**Given text**
:::::
Chapter 9 Summary: “The System at War with Itself”

Societies often have to fend off attacks, both from without and from within. But there are some cases in which the structure of the society itself is self-defeating and contradictory. One example is antagonistic relations between the sexes, where men and women fear contamination from each other. In such cases, pollution ideas are used to keep men and women in their assigned roles. In some societies, male dominance is strongly enforced and female contact is feared and shunned. In particular, menstrual blood is often regarded as a source of danger and contamination to men. Women's sexual purity is often closely guarded. At the same time, “softening legal fictions” (180) often intervene to protect the freedom of the sexes. But where male dominance is countervailed by principles protecting women, contradiction and paradox often result and the society becomes unstable.
:::::
**Listing**
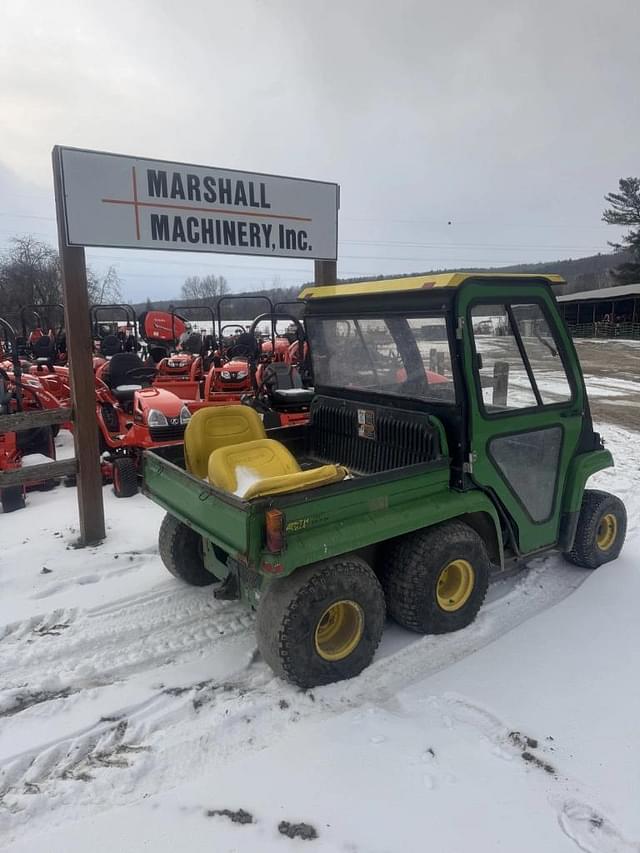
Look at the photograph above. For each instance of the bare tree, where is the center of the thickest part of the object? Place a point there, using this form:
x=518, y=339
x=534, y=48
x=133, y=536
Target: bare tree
:::::
**Set task 1**
Copy the chapter summary on "The System at War with Itself" word for word from "Societies often have" to "society becomes unstable.".
**Set task 2**
In the chapter summary on "The System at War with Itself," what is often regarded as a source of danger and contamination to men?
**Set task 3**
Continue the chapter summary on "The System at War with Itself" from where it stops.

**Task response 1**
Societies often have to fend off attacks, both from without and from within. But there are some cases in which the structure of the society itself is self-defeating and contradictory. One example is antagonistic relations between the sexes, where men and women fear contamination from each other. In such cases, pollution ideas are used to keep men and women in their assigned roles. In some societies, male dominance is strongly enforced and female contact is feared and shunned. In particular, menstrual blood is often regarded as a source of danger and contamination to men. Women's sexual purity is often closely guarded. At the same time, “softening legal fictions” (180) often intervene to protect the freedom of the sexes. But where male dominance is countervailed by principles protecting women, contradiction and paradox often result and the society becomes unstable.

**Task response 2**
Menstrual blood.

**Task response 3**
Chapter 9 Analysis

In this chapter, Douglas examines cases where the social system of a given culture is self-defeating, at war with itself. She focuses on instances of a sexual nature, where instead of expressing harmony, the relations between men and women express “rigid separation and violent antagonism” (173). The goal is to keep the body—the physical body and by extension the social “body”—pure and intact. Some such societies, such as the Mae Enga of New Guinea or the Lele tribe of the Congo, develop an exaggerated avoidance of sex. It is believed that the sexes pollute or constitute a danger to each other in some way, and particularly women to men, which Douglas refers to as the “Delilah complex” (190). Some societies, such as the Bemba of Rhodesia, perceive of sexual activity as dangerous, and fear it. In the case of the Mae Enga, the antagonism may be the result of men choosing their wives from “foreign”—that is to say, neighboring—tribes.

In societies where sexual roles are strongly enforced, anyone who deviates from the rules is punished immediately with physical force. Men are usually the dominant sex and enforce their dominance over the women. Nevertheless, it is possible for women as the weaker sex to be protected from violence. In South India and Ceylon, the purity of women is closely guarded and protected. This, however, can become a source of contradiction and paradox, a case of “wanting to have your cake and eat it” (194), because where male dominance is balanced by a countervailing principle protecting women from physical control, the women often take advantage of this to play one man against one another. Thus, social stability is weakened.

Douglas believes that these examples may throw light on the teachings of early Christianity, which extolled virginity and insisted that “there is neither male nor female” in Christ. In formulating those words, St. Paul was likely reacting against the sexual strife that he saw in Middle Eastern societies around him.